RECORDS PROVIDED >>
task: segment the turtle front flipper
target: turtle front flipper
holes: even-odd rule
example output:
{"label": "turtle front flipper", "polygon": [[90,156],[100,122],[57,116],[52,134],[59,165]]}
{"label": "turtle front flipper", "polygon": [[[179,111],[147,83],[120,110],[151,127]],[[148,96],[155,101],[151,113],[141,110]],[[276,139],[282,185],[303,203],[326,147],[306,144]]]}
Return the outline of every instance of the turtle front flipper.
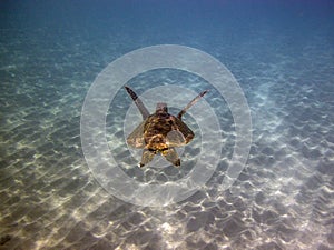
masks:
{"label": "turtle front flipper", "polygon": [[183,116],[191,108],[208,90],[200,92],[196,98],[194,98],[178,114],[177,118],[181,120]]}
{"label": "turtle front flipper", "polygon": [[131,97],[131,99],[135,101],[137,108],[139,109],[141,116],[143,116],[143,120],[145,120],[146,118],[149,117],[149,112],[146,109],[146,107],[144,106],[143,101],[138,98],[138,96],[135,93],[134,90],[131,90],[129,87],[125,87],[125,89],[127,90],[128,94]]}
{"label": "turtle front flipper", "polygon": [[144,149],[143,150],[143,154],[141,154],[141,161],[138,164],[139,168],[143,168],[144,166],[146,166],[148,162],[150,162],[154,157],[156,156],[155,151],[149,150],[149,149]]}
{"label": "turtle front flipper", "polygon": [[167,161],[171,162],[175,167],[180,166],[180,159],[175,150],[175,148],[168,148],[161,152]]}

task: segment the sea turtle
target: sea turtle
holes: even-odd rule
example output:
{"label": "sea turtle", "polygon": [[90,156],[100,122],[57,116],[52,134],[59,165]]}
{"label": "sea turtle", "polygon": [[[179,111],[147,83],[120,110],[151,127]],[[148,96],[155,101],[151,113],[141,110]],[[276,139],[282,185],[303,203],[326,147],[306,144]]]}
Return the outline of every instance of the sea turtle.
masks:
{"label": "sea turtle", "polygon": [[155,154],[163,154],[175,167],[180,166],[180,159],[175,147],[189,143],[195,137],[189,127],[181,121],[183,114],[194,106],[206,92],[194,98],[176,117],[168,113],[167,104],[157,103],[156,112],[150,114],[141,100],[129,87],[125,87],[138,107],[143,122],[128,136],[127,143],[137,149],[144,149],[140,168],[150,162]]}

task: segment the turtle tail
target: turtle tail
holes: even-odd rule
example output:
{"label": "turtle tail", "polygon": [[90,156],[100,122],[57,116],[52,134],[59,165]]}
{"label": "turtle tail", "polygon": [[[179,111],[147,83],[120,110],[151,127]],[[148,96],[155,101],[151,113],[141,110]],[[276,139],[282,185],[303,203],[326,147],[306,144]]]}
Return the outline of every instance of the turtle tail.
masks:
{"label": "turtle tail", "polygon": [[132,100],[135,101],[137,108],[139,109],[141,116],[143,116],[143,120],[145,120],[146,118],[149,117],[149,112],[146,109],[146,107],[144,106],[143,101],[138,98],[138,96],[135,93],[134,90],[131,90],[129,87],[125,87],[125,89],[127,90],[128,94],[132,98]]}
{"label": "turtle tail", "polygon": [[200,92],[196,98],[194,98],[178,114],[177,118],[181,120],[183,116],[191,108],[208,90]]}

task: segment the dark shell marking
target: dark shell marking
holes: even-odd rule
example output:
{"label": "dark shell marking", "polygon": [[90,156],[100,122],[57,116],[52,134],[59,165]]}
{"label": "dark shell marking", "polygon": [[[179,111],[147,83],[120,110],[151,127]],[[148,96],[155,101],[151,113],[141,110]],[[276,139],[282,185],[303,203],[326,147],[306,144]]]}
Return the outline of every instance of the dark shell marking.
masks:
{"label": "dark shell marking", "polygon": [[175,147],[189,143],[195,137],[189,127],[181,121],[181,116],[195,104],[207,91],[191,100],[177,117],[168,113],[166,103],[157,103],[156,112],[149,114],[138,96],[125,87],[138,107],[144,121],[127,138],[127,143],[137,149],[144,149],[139,167],[150,162],[155,154],[160,153],[174,166],[180,166],[180,159]]}

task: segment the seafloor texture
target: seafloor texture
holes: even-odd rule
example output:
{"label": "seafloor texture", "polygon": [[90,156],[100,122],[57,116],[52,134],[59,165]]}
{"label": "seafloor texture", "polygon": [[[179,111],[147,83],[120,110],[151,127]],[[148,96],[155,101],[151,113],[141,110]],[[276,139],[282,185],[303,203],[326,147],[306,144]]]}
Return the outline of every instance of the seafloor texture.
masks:
{"label": "seafloor texture", "polygon": [[[262,29],[225,44],[224,33],[185,33],[193,39],[184,43],[213,54],[237,78],[252,110],[253,144],[246,168],[225,190],[233,119],[222,98],[208,96],[226,139],[222,161],[200,191],[165,208],[111,197],[91,174],[80,144],[80,111],[95,77],[119,56],[164,37],[147,41],[132,33],[134,43],[126,33],[95,41],[85,29],[46,34],[1,30],[0,249],[334,248],[334,48],[326,33],[298,40],[294,31]],[[167,70],[129,84],[138,92],[179,79],[196,92],[207,87],[187,77]],[[116,100],[107,138],[127,174],[143,182],[186,174],[187,168],[164,173],[136,167],[121,122],[130,100],[125,91]],[[196,143],[186,154],[190,161]]]}

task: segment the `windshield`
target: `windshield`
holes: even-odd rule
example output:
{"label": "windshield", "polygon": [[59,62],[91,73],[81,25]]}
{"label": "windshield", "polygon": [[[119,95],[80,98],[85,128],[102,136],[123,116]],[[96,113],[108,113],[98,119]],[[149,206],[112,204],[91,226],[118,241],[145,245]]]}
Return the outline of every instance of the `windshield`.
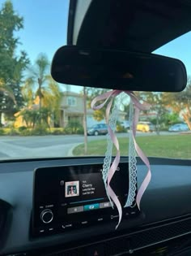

WRITTEN REQUEST >>
Collect every line of the listing above that contains the word "Return".

SOLUTION TO THIS EXERCISE >>
Return the outline of every instance of the turtle front flipper.
Return the outline of every instance of the sea turtle.
Return the outline of every instance of the turtle tail.
Return the outline of every instance of the dark shell marking.
Return the outline of every instance of the seafloor texture.
Return the outline of every instance of the `windshield`.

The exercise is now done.